(INSTRUCTION)
Please find each line in the data below that contains the word "water" and copy those lines out.

------------------------

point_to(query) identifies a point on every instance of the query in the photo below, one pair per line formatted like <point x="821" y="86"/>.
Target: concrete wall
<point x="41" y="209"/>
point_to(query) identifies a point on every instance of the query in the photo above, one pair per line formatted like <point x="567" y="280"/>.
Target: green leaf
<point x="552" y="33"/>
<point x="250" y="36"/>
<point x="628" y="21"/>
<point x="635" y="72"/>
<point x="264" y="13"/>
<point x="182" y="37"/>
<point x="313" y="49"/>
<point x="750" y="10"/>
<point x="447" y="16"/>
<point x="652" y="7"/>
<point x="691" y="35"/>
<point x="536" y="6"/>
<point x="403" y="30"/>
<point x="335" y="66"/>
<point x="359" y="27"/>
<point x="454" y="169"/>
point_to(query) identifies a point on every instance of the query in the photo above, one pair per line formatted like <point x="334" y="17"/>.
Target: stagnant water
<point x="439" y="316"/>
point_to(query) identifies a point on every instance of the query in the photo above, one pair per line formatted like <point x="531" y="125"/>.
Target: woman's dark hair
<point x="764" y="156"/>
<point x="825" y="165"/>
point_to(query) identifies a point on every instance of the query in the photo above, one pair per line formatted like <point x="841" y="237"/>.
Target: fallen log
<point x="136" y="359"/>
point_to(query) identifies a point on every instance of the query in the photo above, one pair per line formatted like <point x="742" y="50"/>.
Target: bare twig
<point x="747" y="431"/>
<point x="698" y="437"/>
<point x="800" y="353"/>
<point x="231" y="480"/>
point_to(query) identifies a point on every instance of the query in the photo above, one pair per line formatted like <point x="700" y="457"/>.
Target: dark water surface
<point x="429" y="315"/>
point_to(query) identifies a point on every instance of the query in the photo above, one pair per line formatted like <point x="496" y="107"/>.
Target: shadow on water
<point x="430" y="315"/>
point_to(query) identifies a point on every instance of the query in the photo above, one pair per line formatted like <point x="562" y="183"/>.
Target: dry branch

------------------------

(COMPLETED EXERCISE)
Target: stagnant water
Target: dark water surface
Target: shadow on water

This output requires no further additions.